───── Data extracts

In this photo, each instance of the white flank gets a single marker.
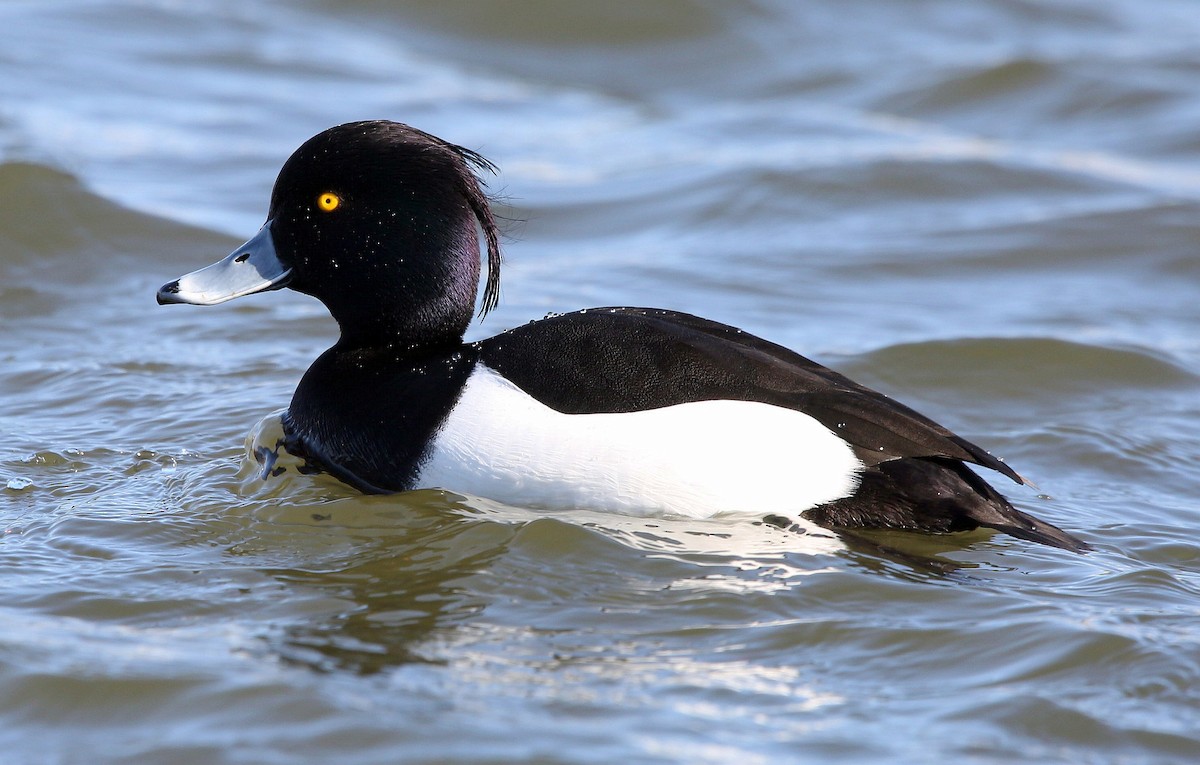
(695, 459)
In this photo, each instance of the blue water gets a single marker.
(988, 210)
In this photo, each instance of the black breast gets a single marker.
(367, 417)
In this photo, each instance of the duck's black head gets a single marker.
(378, 221)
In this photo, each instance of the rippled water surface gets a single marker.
(989, 210)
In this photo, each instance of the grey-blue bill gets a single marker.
(252, 267)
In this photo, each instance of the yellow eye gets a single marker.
(329, 202)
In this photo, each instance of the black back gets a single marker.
(634, 359)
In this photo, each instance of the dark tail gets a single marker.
(940, 495)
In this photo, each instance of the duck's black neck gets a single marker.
(415, 299)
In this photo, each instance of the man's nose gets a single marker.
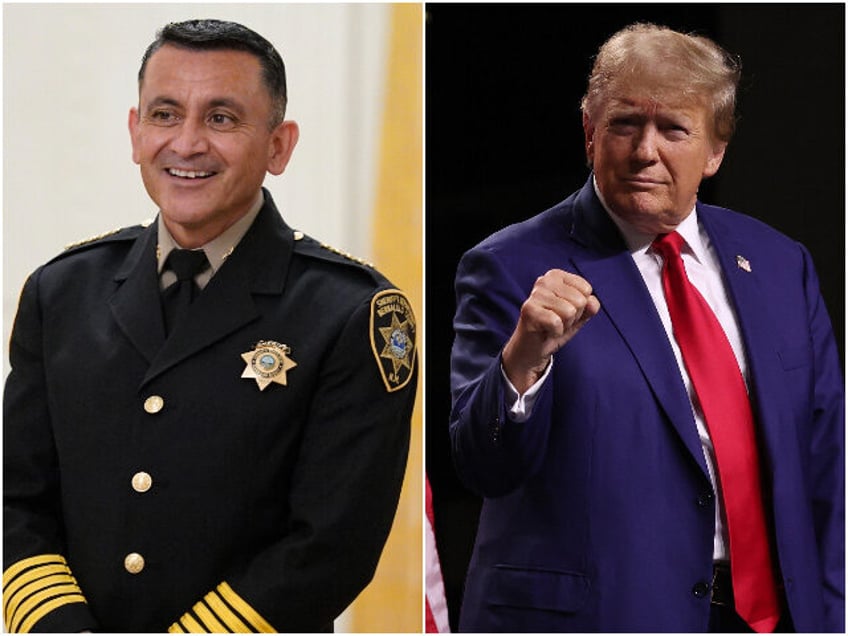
(190, 138)
(645, 144)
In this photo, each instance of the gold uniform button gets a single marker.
(134, 563)
(154, 404)
(142, 482)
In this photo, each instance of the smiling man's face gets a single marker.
(202, 136)
(649, 155)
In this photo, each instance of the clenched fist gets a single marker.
(558, 306)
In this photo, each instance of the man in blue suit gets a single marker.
(579, 413)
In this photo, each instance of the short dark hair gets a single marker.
(209, 35)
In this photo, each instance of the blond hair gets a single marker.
(667, 62)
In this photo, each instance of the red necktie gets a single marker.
(723, 398)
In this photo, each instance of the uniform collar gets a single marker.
(218, 249)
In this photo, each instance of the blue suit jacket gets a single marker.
(598, 512)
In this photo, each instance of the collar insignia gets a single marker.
(268, 362)
(393, 337)
(743, 263)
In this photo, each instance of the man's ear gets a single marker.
(132, 124)
(283, 140)
(589, 138)
(715, 159)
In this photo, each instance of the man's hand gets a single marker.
(558, 306)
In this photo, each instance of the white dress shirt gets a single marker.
(704, 272)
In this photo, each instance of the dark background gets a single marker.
(504, 141)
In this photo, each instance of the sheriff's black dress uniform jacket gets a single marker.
(149, 486)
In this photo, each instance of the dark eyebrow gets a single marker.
(218, 102)
(161, 101)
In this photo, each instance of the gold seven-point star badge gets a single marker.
(393, 337)
(268, 362)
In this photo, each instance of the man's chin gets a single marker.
(648, 214)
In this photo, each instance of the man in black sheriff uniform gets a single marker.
(231, 463)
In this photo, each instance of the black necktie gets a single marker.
(176, 298)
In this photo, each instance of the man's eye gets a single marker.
(162, 117)
(221, 120)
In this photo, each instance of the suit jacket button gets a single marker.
(701, 589)
(134, 563)
(142, 482)
(154, 404)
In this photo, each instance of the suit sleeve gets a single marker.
(344, 495)
(827, 453)
(492, 454)
(40, 593)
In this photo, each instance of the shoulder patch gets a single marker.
(392, 335)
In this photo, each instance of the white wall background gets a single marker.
(69, 79)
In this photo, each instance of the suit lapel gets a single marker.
(746, 293)
(617, 283)
(135, 304)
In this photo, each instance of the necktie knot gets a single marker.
(668, 245)
(186, 264)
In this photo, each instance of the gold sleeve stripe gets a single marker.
(15, 601)
(228, 616)
(57, 596)
(191, 625)
(35, 586)
(45, 574)
(48, 607)
(13, 570)
(213, 625)
(251, 615)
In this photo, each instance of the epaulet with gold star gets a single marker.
(304, 240)
(133, 230)
(393, 337)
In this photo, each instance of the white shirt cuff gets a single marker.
(520, 407)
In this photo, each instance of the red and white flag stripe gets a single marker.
(437, 608)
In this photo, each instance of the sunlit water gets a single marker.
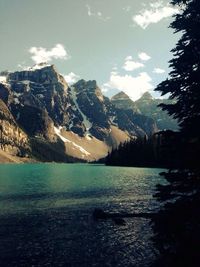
(46, 215)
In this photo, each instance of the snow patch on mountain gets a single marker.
(65, 140)
(86, 122)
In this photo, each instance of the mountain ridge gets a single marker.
(69, 122)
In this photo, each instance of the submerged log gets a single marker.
(99, 214)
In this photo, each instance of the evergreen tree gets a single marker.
(184, 82)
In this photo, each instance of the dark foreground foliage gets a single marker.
(177, 228)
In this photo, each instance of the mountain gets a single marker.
(61, 122)
(146, 105)
(149, 105)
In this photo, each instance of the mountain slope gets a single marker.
(145, 106)
(65, 123)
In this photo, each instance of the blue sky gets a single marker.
(123, 44)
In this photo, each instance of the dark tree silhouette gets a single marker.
(184, 82)
(177, 226)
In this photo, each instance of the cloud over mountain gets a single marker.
(156, 12)
(41, 54)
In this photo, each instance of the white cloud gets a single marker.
(71, 78)
(127, 8)
(158, 70)
(41, 54)
(130, 65)
(98, 14)
(132, 86)
(143, 56)
(156, 12)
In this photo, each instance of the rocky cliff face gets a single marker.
(77, 121)
(12, 139)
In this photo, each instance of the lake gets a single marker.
(46, 215)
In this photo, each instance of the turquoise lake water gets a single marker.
(46, 215)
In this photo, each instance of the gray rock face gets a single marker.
(12, 139)
(123, 101)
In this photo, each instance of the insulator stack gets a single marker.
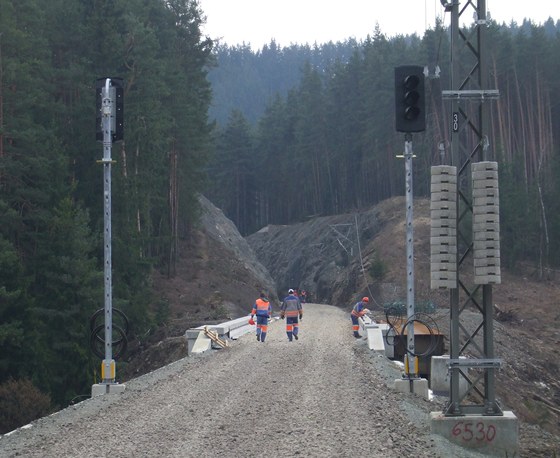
(443, 230)
(486, 223)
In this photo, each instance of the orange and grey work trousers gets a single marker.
(292, 327)
(262, 327)
(355, 325)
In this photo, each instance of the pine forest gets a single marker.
(271, 136)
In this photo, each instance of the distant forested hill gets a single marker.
(307, 131)
(247, 80)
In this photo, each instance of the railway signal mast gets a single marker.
(410, 116)
(109, 128)
(472, 234)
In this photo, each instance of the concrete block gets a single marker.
(417, 386)
(443, 275)
(490, 183)
(487, 279)
(486, 226)
(484, 175)
(490, 435)
(443, 232)
(446, 205)
(486, 192)
(484, 165)
(486, 262)
(443, 222)
(440, 378)
(443, 170)
(486, 245)
(449, 186)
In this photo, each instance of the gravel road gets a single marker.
(324, 395)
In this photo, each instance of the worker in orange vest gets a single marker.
(262, 309)
(291, 309)
(358, 311)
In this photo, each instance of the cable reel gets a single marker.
(97, 333)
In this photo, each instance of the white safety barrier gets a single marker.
(198, 342)
(376, 334)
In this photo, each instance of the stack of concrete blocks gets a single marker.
(486, 223)
(443, 231)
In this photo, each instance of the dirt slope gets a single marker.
(215, 281)
(329, 263)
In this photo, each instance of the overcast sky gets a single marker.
(256, 22)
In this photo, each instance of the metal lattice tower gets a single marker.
(471, 349)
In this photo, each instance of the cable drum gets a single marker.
(97, 334)
(393, 317)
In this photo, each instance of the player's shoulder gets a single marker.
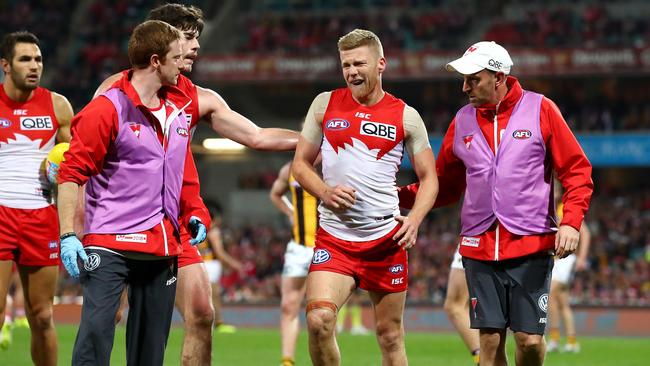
(184, 83)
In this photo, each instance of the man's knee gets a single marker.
(289, 306)
(321, 317)
(41, 319)
(199, 313)
(529, 342)
(454, 308)
(390, 336)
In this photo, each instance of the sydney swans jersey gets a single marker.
(362, 148)
(27, 134)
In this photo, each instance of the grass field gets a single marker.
(256, 347)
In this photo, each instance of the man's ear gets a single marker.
(5, 65)
(154, 61)
(382, 65)
(501, 78)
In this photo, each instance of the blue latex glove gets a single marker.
(198, 230)
(52, 172)
(71, 249)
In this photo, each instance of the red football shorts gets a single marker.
(378, 265)
(190, 254)
(30, 237)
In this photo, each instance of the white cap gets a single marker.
(482, 55)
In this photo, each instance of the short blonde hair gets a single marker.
(358, 38)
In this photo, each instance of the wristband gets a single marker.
(67, 235)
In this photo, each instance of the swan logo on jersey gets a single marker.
(522, 134)
(135, 127)
(321, 256)
(182, 131)
(36, 123)
(543, 302)
(468, 140)
(381, 130)
(337, 124)
(396, 269)
(93, 262)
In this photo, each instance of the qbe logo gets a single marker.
(93, 262)
(321, 256)
(36, 123)
(337, 124)
(381, 130)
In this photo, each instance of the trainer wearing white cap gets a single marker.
(482, 55)
(500, 151)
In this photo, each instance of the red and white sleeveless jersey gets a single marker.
(27, 134)
(362, 147)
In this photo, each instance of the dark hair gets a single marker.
(8, 47)
(181, 16)
(150, 38)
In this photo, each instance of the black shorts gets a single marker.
(511, 293)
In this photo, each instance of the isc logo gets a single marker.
(522, 134)
(398, 268)
(337, 124)
(377, 129)
(36, 123)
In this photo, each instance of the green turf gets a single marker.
(261, 347)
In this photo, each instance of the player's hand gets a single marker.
(339, 197)
(52, 171)
(198, 231)
(407, 235)
(566, 241)
(71, 249)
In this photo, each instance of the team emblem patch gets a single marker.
(467, 140)
(93, 262)
(182, 131)
(135, 127)
(542, 302)
(396, 269)
(337, 124)
(522, 134)
(321, 256)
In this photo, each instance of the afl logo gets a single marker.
(182, 131)
(321, 256)
(396, 269)
(543, 302)
(522, 134)
(93, 262)
(337, 124)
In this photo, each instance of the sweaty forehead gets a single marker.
(26, 49)
(362, 53)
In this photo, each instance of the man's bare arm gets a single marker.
(63, 112)
(232, 125)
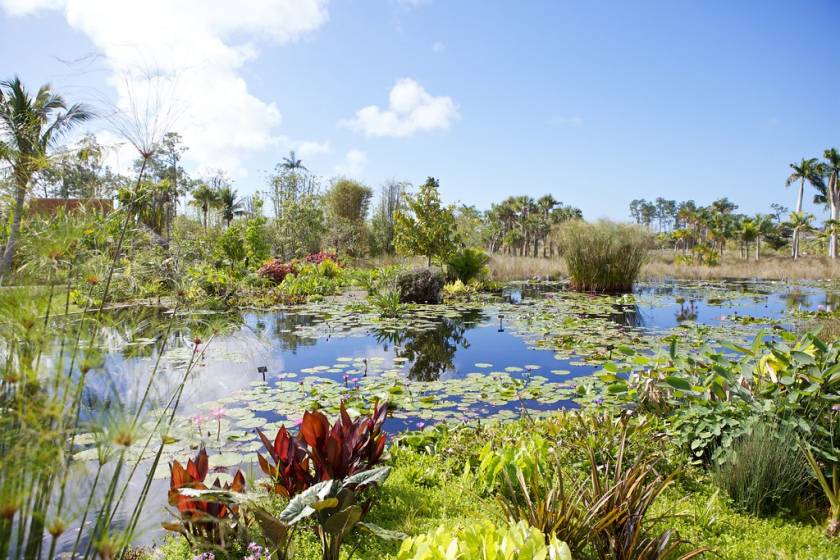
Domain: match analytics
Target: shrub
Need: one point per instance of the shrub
(387, 304)
(483, 539)
(458, 290)
(764, 471)
(603, 257)
(422, 285)
(318, 258)
(329, 268)
(467, 265)
(277, 270)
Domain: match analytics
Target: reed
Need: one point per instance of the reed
(603, 256)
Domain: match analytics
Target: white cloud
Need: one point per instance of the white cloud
(310, 148)
(411, 109)
(353, 165)
(197, 48)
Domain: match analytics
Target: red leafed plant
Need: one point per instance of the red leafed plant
(289, 470)
(277, 270)
(202, 518)
(321, 452)
(348, 447)
(318, 258)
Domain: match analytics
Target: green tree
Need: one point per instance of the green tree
(382, 223)
(204, 198)
(807, 170)
(298, 230)
(347, 203)
(29, 128)
(229, 204)
(426, 227)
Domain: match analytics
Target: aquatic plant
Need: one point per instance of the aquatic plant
(206, 519)
(604, 256)
(289, 471)
(349, 446)
(338, 507)
(764, 471)
(483, 539)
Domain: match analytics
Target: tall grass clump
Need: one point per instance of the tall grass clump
(765, 472)
(604, 256)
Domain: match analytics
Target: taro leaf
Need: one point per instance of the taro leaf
(325, 504)
(384, 534)
(678, 383)
(341, 522)
(364, 478)
(300, 507)
(802, 357)
(272, 528)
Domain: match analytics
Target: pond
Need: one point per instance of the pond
(516, 353)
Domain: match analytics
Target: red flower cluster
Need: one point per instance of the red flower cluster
(334, 452)
(276, 270)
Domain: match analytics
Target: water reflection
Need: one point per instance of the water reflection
(431, 351)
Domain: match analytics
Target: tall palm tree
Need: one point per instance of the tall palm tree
(799, 221)
(831, 167)
(230, 204)
(204, 198)
(292, 163)
(806, 170)
(29, 127)
(765, 226)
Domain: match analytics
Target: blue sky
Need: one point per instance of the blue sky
(596, 103)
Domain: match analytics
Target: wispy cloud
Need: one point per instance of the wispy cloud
(353, 165)
(198, 48)
(568, 120)
(411, 109)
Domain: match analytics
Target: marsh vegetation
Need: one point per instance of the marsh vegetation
(225, 383)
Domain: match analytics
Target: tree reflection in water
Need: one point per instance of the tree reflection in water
(431, 351)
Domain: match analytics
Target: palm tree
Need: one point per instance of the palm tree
(831, 167)
(765, 226)
(204, 198)
(799, 221)
(292, 163)
(29, 127)
(748, 233)
(806, 170)
(229, 204)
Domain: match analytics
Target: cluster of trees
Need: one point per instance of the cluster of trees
(520, 225)
(690, 227)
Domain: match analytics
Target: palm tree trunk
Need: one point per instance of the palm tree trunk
(795, 240)
(11, 243)
(835, 210)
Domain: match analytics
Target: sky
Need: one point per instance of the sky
(595, 102)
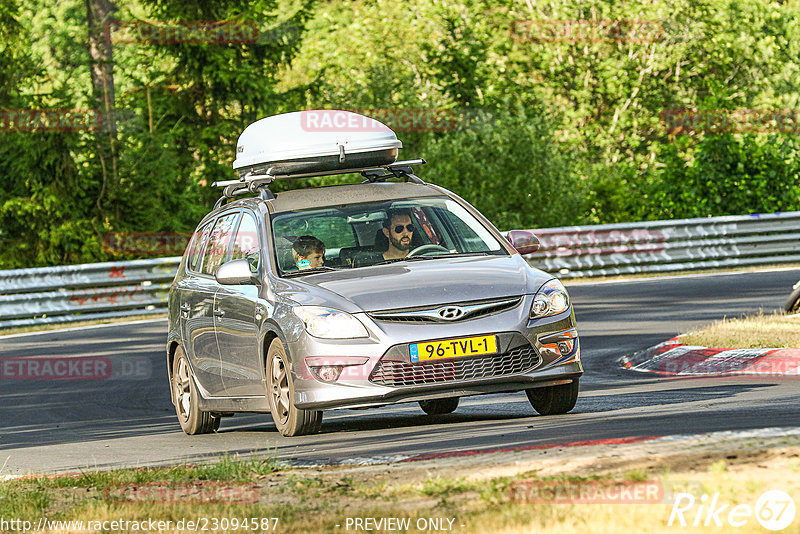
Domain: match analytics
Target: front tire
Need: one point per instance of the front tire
(184, 392)
(554, 400)
(439, 406)
(290, 420)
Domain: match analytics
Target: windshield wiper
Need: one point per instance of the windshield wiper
(315, 270)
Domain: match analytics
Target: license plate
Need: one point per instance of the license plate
(453, 348)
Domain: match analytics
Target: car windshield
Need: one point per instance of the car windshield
(362, 235)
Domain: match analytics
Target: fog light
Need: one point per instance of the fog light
(328, 373)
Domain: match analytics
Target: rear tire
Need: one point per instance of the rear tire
(553, 400)
(184, 393)
(290, 420)
(439, 406)
(793, 304)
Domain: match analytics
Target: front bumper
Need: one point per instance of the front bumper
(377, 371)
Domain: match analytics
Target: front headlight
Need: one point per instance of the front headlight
(329, 323)
(551, 299)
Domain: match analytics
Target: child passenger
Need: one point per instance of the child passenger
(308, 252)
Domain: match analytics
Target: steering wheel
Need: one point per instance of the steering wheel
(422, 249)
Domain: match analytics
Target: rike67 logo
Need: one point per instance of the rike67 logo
(774, 510)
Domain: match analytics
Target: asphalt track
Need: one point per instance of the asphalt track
(57, 425)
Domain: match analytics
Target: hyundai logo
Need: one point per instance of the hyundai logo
(450, 313)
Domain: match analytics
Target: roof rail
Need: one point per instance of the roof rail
(259, 183)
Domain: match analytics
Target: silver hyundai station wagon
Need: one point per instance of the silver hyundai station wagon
(357, 296)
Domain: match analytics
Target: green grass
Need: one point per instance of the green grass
(309, 502)
(758, 331)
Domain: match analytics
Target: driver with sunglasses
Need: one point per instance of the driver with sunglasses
(397, 227)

──────────

## [What is being asked]
Your task is to copy exactly, and only, the lines from the line with "Target: child passenger" through the last line of the entries, both included.

## [Answer section]
Target: child passenger
Need: one point per instance of the child passenger
(308, 252)
Domain: match analytics
Target: steering wheel
Need: one point per instance of the steering wheel
(422, 249)
Domain: match analytics
Target: rike67 logo
Need: one point per instance of the rike67 logo
(774, 510)
Domain: match analytics
Target: asphalt track
Need: one point per instance of the asphalt track
(57, 425)
Domain: match analytics
Target: hyundai logo
Need: one point per instance of the hyundai logo
(450, 313)
Domain: match analytics
Target: roof rail
Need: one point per instance of the roof rail
(259, 183)
Domain: match analytics
Target: silver hyundai station wagon
Need: one point per instance of the silver hyundai station wagon
(357, 296)
Domain: match analytics
Target: green grass
Need: one point per instance of the green grass
(309, 502)
(758, 331)
Domain: match analytics
Target: driver with sunglasses
Need: one point per instance of the driver with sunglasses
(397, 227)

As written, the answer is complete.